→ **What needs to be done**: Output every line of the data below word for word, without changing anything.

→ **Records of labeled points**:
|---|

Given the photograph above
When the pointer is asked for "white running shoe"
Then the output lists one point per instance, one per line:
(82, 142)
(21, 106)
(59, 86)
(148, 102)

|---|

→ **Complete answer**:
Given the photograph above
When the pointer is asked for "white running shoe"
Then the output lists one point per instance, one per line:
(82, 142)
(21, 106)
(59, 86)
(148, 102)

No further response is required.